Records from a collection
┄┄┄┄┄┄┄┄┄┄
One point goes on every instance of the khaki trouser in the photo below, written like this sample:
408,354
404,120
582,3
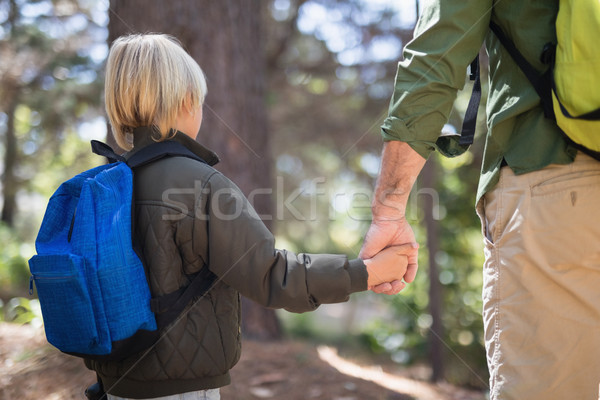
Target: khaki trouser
541,289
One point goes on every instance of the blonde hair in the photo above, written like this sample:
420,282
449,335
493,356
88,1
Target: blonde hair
┄┄┄┄┄┄┄┄┄┄
## Problem to solve:
Edit the rows above so that every "instance" becomes "occurrence", with nothing else changed, and leave the pictures out of your answer.

## Result below:
One point goes on every occurrence of the khaki trouser in the photo below, written like this sample:
408,354
404,120
582,3
Target: khaki trouser
541,289
One point goes on every occurrence of the blonde hair in the photo above, written like this sample:
420,282
449,335
493,356
88,1
Target: blonde hair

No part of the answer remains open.